==== ARTIKEL

Ads
Cakrawala

Kolom Emha Ainun Nadjib: Ilmuwan Kok Percaya Tuhan

man in black hoodie riding trike
Ditulis oleh Panji Masyarakat

Di tengah bergaul dan berdiskusi dengan kelompok mahasiswa Islam Indonesia di Berlin Barat, pernah saya menyimpulkan suatu kesan …. “di tengah alam pikiran mereka ini, saya tidak memperoleh kenikmatan mengenyam pemikiran Islam yang progresif dan kosmopolit, sebagai layaknya muncul dari seorang Muslim yang tatanan nilai Islam dalam dirinya diuji oleh realitas modern Eropa Barat. Bahkan saya berjumpa dengan aspirasi-aspirasi pesantren abad silam di Indonesia….”

Dorongan dari kesan ini adalah kecenderungan mengkoloni diri pada kelompok tersebut karena, barangkali, ketidakmampuan mereka mengantisipasi kukuhnya sekularisme di lingkungan mereka. Mereka lantas bikin ‘negara kecil’ tersendiri, lingkungan pergaulan dan disiplin nilai mereka sendiri. Bukan saja karena begitu banyak hal yang ‘haram’ dan ‘makruh’ di sekeliling mereka, tapi lebih memprihatinkan lagi karena pemahaman keislaman kelompok ini memang tidak cukup siap menjawab tantangan yang muncul setiap saat.

Seperti juga gejala normal di Tanah Air, komunitas mereka akhirnya bersibuk pada pegangan-pegangan keagamaan pada seginya yang formalistik. Militansi mereka muncul untuk memprotes ayam yang disembelih dengan mesin dan tanpa bismillah – atau bahwa mencium bendera itu haram.  Biasalah, masalah dasar fikih. Tentu saja, wallahi, itu amat penting daan fundamental. Tetapi usaha kemajuan umat Islam dewasa ini membutuhkan suatu pembagian kerja, di mana dibutuhkan juga para pemikir yang dengan menggunakan Islam sebagai metodologi: menakar kompleksitas problem manusia abad ini secara lebih luas, tidak stereotip, dan mengetahui kaitan-kaitan internasional dari kehidupan yang sudah tidak sederhana lagi.

========
==== DATA YANG DIBERIKAN

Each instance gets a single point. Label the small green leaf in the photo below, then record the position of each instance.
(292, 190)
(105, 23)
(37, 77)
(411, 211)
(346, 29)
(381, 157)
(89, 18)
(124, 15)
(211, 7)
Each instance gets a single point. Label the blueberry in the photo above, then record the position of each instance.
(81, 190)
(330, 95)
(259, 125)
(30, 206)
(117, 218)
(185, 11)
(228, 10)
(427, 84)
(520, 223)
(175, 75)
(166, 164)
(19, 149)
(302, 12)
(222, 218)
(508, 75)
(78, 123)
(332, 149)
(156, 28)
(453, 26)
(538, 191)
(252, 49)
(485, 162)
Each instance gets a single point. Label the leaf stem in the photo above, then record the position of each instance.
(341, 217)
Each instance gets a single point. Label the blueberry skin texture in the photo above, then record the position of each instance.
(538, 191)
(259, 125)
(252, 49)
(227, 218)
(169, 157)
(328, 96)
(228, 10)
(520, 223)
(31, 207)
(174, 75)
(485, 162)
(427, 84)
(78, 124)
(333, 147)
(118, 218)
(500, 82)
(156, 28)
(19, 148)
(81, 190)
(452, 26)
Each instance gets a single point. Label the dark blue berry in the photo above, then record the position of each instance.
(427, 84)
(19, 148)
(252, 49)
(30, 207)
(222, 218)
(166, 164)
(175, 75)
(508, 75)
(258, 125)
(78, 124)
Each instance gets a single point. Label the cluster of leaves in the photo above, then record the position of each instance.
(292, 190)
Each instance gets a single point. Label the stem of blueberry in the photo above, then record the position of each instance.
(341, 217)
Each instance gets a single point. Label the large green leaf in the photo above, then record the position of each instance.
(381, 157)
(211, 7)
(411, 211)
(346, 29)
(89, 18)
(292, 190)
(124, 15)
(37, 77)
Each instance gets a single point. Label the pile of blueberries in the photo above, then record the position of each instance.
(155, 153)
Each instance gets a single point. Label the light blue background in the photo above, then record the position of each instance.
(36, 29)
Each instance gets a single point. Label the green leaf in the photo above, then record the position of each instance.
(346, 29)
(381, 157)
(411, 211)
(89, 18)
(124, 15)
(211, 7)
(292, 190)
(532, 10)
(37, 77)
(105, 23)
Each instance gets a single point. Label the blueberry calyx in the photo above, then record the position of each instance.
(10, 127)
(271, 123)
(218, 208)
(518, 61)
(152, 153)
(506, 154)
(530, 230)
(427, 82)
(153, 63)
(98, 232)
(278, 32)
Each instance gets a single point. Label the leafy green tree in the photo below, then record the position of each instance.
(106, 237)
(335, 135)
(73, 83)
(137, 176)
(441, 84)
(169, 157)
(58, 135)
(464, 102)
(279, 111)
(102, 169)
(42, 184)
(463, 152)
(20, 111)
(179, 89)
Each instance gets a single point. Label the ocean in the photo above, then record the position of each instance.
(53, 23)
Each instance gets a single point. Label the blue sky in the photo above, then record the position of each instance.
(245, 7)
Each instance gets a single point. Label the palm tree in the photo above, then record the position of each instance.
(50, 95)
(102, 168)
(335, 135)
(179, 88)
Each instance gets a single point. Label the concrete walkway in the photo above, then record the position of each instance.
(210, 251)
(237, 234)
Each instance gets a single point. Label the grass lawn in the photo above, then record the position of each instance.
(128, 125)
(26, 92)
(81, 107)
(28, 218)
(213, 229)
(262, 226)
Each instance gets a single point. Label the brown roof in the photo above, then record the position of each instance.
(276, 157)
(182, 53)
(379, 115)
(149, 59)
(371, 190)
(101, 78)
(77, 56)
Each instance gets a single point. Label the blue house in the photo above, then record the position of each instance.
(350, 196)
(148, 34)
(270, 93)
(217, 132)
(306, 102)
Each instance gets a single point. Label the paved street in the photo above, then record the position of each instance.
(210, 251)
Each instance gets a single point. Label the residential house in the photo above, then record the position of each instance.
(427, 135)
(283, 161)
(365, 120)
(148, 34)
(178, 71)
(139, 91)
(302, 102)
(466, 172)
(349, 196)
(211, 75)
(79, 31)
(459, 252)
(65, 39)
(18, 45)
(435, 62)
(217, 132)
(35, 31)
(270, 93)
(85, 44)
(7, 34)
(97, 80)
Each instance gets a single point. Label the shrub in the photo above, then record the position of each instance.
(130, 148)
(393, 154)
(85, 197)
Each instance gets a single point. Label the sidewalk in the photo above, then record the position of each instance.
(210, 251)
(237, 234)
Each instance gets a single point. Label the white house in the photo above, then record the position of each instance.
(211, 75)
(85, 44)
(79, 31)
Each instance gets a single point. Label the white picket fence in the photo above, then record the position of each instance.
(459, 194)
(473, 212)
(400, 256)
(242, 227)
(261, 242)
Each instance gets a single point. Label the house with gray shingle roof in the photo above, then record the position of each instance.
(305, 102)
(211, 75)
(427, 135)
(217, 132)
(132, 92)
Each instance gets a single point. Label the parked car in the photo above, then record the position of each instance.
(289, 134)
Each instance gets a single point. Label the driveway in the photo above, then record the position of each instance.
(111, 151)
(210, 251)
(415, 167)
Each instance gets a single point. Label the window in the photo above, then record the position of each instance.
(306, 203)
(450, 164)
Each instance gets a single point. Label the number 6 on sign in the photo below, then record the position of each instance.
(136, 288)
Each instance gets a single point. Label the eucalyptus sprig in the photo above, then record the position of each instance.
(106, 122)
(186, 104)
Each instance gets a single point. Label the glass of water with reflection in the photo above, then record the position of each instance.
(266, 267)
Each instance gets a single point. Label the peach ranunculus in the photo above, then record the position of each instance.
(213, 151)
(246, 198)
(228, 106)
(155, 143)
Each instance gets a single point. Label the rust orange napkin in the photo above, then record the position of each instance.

========

YANG HARUS DIKERJAKAN:
1) Tulis ulang bagian kolom di antara "Seperti juga gejala" dan "tidak sederhana lagi.", termasuk keduanya. Tukar "ayam" dengan "bebek".
2) Berapa baris dalam entri yang memuat kata "with"? Sebutkan angkanya saja.

HASIL LATIHAN:
1)
Seperti juga gejala normal di Tanah Air, komunitas mereka akhirnya bersibuk pada pegangan-pegangan keagamaan pada seginya yang formalistik. Militansi mereka muncul untuk memprotes bebek yang disembelih dengan mesin dan tanpa bismillah – atau bahwa mencium bendera itu haram.  Biasalah, masalah dasar fikih. Tentu saja, wallahi, itu amat penting daan fundamental. Tetapi usaha kemajuan umat Islam dewasa ini membutuhkan suatu pembagian kerja, di mana dibutuhkan juga para pemikir yang dengan menggunakan Islam sebagai metodologi: menakar kompleksitas problem manusia abad ini secara lebih luas, tidak stereotip, dan mengetahui kaitan-kaitan internasional dari kehidupan yang sudah tidak sederhana lagi.

2) 2